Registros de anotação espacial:
══════
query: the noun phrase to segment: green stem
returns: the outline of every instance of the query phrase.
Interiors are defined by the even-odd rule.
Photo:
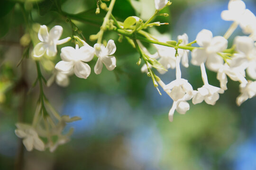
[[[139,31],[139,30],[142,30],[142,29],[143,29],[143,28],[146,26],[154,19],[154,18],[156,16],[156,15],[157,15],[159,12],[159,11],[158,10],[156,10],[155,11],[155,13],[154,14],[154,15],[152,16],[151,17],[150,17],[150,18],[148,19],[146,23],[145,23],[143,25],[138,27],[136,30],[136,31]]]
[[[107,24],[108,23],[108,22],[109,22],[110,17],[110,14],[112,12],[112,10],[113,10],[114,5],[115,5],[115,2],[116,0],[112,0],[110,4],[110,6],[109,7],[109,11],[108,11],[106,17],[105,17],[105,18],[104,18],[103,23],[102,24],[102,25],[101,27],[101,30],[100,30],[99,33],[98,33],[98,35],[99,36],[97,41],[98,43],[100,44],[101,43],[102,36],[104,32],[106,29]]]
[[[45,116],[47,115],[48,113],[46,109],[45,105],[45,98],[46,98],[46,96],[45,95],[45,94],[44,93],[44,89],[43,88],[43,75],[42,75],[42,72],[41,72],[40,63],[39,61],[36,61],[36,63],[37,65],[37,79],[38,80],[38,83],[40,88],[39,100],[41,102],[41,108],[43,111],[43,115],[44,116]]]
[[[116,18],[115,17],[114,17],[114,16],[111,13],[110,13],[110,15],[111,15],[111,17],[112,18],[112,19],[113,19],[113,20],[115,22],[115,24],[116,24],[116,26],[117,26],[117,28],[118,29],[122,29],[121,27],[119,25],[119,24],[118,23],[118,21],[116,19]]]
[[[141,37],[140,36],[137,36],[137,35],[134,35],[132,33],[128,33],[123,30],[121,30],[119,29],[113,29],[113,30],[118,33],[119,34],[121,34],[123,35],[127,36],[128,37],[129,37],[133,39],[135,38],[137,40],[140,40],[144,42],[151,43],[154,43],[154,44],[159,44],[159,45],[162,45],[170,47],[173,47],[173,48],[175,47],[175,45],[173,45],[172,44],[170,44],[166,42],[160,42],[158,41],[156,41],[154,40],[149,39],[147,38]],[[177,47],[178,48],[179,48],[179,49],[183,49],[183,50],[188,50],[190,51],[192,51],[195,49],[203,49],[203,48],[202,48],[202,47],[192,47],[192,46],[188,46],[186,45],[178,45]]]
══════
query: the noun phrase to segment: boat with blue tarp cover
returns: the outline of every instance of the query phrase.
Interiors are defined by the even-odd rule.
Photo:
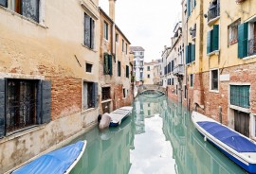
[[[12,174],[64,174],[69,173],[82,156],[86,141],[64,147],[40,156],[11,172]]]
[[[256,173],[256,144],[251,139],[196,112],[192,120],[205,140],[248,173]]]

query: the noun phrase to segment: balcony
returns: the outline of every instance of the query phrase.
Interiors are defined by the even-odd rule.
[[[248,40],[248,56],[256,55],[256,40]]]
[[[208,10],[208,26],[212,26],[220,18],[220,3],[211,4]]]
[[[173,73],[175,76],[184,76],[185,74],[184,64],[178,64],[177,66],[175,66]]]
══════
**O QUE FAZER:**
Nas linhas que vão da linha com "query: the noun phrase to segment: balcony" até a linha com "[[[208,10],[208,26],[212,26],[220,18],[220,3],[211,4]]]", substitua "balcony" por "terrace" e reescreva somente essas linhas, sem mudar mais nada.

**RESULTADO:**
query: the noun phrase to segment: terrace
returns: the outline of every instance of the query phrase.
Interiors are defined by the even-odd rule.
[[[248,40],[248,56],[256,55],[256,40]]]
[[[208,10],[208,26],[212,26],[220,18],[220,3],[211,4]]]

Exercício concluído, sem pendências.